REQUIRED WORK: Within the records that follow, determine how many lines include the word "seen". State the number and nothing further.

DATA FOR THIS TASK:
☆ ☆ ☆

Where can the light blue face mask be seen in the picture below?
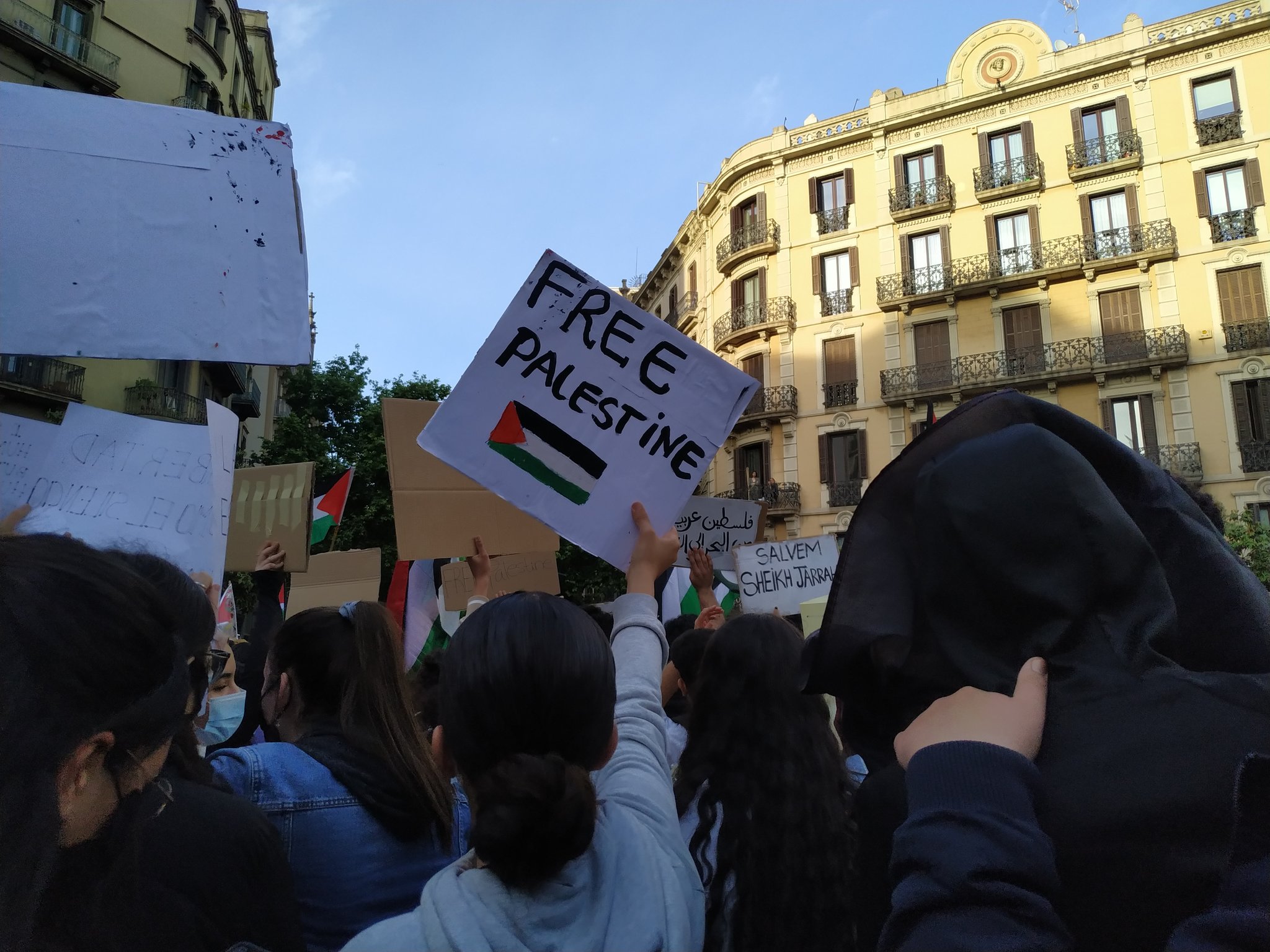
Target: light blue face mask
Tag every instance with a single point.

☆ ☆ ☆

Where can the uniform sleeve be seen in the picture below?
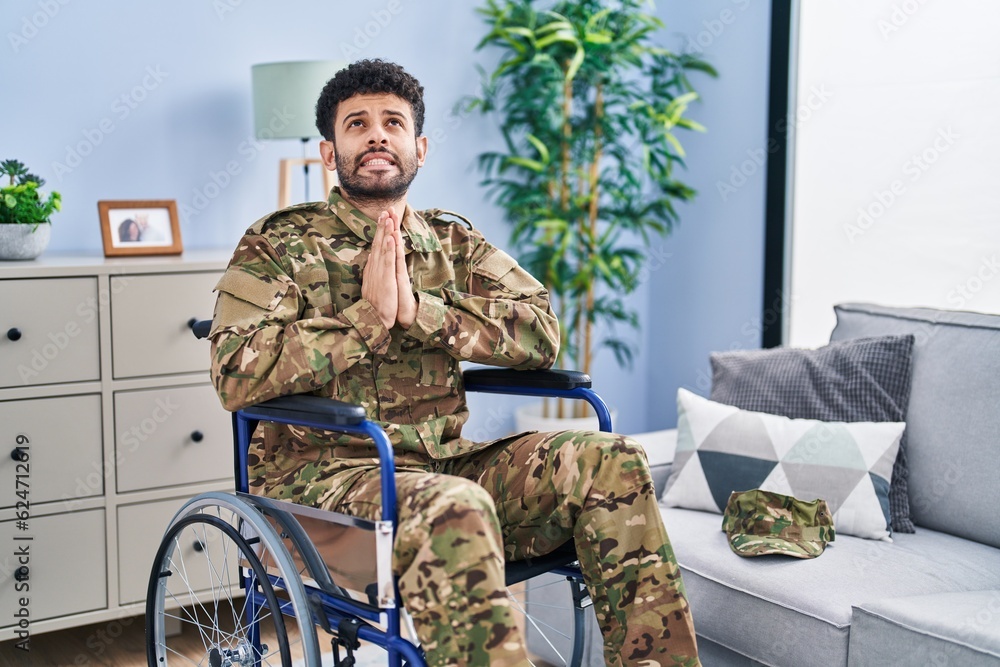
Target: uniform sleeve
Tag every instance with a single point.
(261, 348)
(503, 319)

☆ ☆ ☆

EXERCISE RESULT: 2